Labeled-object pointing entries
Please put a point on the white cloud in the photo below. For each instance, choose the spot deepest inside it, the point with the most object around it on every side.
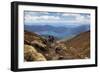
(46, 18)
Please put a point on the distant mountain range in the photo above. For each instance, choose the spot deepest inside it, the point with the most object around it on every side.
(57, 31)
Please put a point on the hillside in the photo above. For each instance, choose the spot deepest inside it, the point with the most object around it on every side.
(41, 49)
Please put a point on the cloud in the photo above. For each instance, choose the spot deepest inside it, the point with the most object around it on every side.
(49, 17)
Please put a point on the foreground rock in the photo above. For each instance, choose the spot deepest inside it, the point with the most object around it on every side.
(31, 54)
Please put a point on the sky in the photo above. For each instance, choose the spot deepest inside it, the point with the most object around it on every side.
(40, 18)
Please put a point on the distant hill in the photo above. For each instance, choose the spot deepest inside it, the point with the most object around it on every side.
(59, 32)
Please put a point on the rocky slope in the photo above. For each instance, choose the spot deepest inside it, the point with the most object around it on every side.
(38, 48)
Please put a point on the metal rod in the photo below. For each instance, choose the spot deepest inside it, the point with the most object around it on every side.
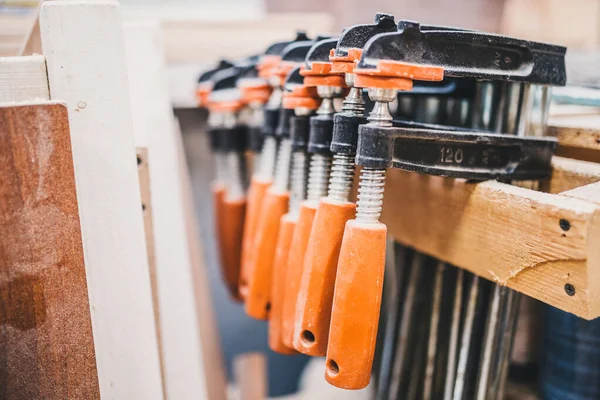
(400, 359)
(465, 344)
(454, 333)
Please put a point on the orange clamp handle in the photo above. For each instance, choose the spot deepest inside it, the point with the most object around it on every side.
(232, 226)
(258, 300)
(218, 191)
(313, 309)
(256, 194)
(294, 269)
(347, 63)
(278, 284)
(356, 305)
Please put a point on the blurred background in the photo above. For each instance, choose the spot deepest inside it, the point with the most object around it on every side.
(199, 32)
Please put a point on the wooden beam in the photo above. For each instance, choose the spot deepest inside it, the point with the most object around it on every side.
(212, 354)
(507, 234)
(85, 55)
(578, 136)
(144, 175)
(184, 370)
(46, 343)
(23, 79)
(569, 174)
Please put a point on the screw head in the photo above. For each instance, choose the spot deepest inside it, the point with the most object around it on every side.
(570, 289)
(564, 224)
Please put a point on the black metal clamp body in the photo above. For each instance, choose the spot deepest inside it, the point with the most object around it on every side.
(461, 153)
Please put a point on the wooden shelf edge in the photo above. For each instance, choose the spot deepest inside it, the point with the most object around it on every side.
(533, 242)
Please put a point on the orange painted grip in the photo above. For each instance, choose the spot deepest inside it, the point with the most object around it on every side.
(313, 309)
(258, 300)
(256, 194)
(278, 285)
(294, 270)
(232, 226)
(356, 303)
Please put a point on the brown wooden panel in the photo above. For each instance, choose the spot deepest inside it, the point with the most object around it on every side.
(46, 343)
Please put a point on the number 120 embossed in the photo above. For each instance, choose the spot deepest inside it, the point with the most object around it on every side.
(451, 156)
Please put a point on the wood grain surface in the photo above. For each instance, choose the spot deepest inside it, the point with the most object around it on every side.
(46, 343)
(530, 241)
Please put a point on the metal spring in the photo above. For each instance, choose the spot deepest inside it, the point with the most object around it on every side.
(353, 103)
(298, 181)
(318, 176)
(221, 168)
(370, 195)
(342, 177)
(267, 158)
(282, 169)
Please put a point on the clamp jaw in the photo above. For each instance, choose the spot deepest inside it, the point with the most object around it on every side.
(205, 83)
(392, 62)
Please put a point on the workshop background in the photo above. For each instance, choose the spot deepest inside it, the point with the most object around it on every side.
(197, 33)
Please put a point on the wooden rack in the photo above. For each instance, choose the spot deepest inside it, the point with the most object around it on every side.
(543, 244)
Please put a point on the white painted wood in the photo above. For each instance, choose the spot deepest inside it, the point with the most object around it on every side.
(83, 45)
(153, 127)
(23, 79)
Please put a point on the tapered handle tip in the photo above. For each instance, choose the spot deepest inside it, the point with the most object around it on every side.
(356, 305)
(313, 309)
(258, 299)
(295, 267)
(232, 225)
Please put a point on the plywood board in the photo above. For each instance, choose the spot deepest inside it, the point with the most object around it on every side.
(46, 343)
(184, 371)
(83, 45)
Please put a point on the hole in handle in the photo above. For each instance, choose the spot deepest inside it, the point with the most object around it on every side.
(332, 367)
(308, 338)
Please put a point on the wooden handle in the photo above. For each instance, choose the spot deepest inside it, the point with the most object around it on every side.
(256, 194)
(278, 284)
(258, 300)
(313, 309)
(294, 269)
(232, 226)
(356, 303)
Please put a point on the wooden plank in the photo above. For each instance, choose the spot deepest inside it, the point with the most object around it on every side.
(23, 79)
(85, 55)
(504, 233)
(578, 137)
(153, 124)
(568, 174)
(251, 376)
(236, 38)
(46, 343)
(144, 176)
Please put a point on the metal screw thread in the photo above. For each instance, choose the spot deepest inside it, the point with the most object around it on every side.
(380, 115)
(236, 167)
(318, 176)
(267, 158)
(282, 167)
(298, 181)
(342, 177)
(370, 195)
(353, 103)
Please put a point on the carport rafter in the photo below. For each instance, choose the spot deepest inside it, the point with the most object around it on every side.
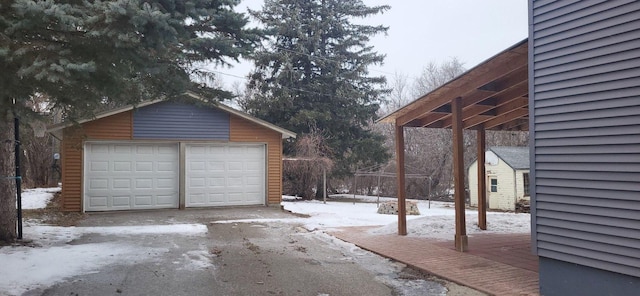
(491, 96)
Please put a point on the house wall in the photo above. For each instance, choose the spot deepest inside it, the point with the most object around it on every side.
(507, 194)
(121, 127)
(585, 130)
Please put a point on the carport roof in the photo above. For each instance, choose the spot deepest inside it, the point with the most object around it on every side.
(494, 94)
(285, 133)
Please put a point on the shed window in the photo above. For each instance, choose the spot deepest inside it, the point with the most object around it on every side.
(525, 178)
(494, 185)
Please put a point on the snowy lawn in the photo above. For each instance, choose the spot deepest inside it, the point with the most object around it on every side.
(50, 258)
(437, 221)
(37, 198)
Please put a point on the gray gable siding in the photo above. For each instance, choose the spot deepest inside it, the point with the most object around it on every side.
(585, 132)
(169, 120)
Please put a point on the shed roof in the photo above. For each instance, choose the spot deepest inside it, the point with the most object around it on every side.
(494, 95)
(285, 133)
(515, 157)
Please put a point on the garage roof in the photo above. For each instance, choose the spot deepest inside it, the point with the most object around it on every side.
(494, 94)
(285, 133)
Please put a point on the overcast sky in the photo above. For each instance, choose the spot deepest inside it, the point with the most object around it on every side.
(423, 31)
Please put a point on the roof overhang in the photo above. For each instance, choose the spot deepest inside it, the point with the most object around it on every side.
(285, 133)
(494, 96)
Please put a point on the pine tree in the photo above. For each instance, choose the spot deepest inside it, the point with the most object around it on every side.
(84, 55)
(313, 74)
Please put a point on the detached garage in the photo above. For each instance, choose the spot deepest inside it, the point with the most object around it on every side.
(164, 154)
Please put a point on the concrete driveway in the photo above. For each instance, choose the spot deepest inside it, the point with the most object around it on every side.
(273, 255)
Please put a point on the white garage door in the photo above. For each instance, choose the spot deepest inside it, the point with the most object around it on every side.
(225, 174)
(128, 176)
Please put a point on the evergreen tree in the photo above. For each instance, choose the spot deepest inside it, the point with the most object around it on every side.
(312, 74)
(84, 55)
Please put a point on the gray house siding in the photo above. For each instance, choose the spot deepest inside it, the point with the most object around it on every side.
(169, 120)
(585, 131)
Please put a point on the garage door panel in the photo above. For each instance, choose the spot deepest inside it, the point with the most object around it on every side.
(143, 200)
(234, 174)
(124, 176)
(99, 166)
(121, 184)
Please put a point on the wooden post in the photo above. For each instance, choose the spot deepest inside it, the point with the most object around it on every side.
(461, 243)
(402, 211)
(482, 180)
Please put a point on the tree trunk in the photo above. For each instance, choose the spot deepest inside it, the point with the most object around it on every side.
(8, 212)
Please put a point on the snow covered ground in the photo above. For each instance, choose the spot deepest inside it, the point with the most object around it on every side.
(50, 258)
(436, 219)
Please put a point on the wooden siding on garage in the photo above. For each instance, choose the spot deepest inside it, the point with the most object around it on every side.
(585, 107)
(242, 130)
(115, 127)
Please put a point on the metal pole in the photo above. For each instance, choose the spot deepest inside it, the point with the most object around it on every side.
(378, 191)
(355, 187)
(324, 185)
(16, 132)
(429, 192)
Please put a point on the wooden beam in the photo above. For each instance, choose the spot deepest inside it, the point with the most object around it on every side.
(468, 113)
(482, 179)
(402, 211)
(500, 99)
(461, 243)
(506, 117)
(431, 118)
(462, 86)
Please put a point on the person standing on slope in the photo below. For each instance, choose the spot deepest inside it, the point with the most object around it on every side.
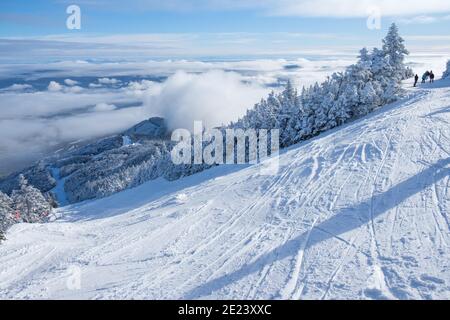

What to produce: Copy out the rows above word for word, from the line containing "Please put a point on the tree" through the end of the rows. Leave the pictures out of your copy.

Output of the exercise:
Please put a point on the tree trunk in the photo above. For each instance, choose the spot deepest inside it, the point with the most object around it on every side.
(8, 212)
Please put a point on the snow covered ground in the photo above. For each instance, choose the spot deepest inside it, the point with the most object around it on every side.
(50, 258)
(436, 219)
Please put a point on the wooden siding on garage in the photo above. For each instance, choose the spot deepest inside it, the point with the most object around it on every side.
(585, 107)
(242, 130)
(115, 127)
Please put a point on the metal pole in the photo above. For each instance, choose the spot deepest inside it, the point with the most object around it on every side.
(378, 191)
(355, 187)
(324, 185)
(16, 132)
(429, 192)
Please put a point on the wooden beam in the photo above. For each instance, choose the spot deepest inside it, the point with the most object around it on every side.
(468, 113)
(482, 179)
(402, 211)
(500, 99)
(461, 243)
(506, 117)
(431, 118)
(462, 86)
Please put a point on the person standing on slope in the photo below. For each instance, choose the spot deepest inside it, the point with the most object around it on every side.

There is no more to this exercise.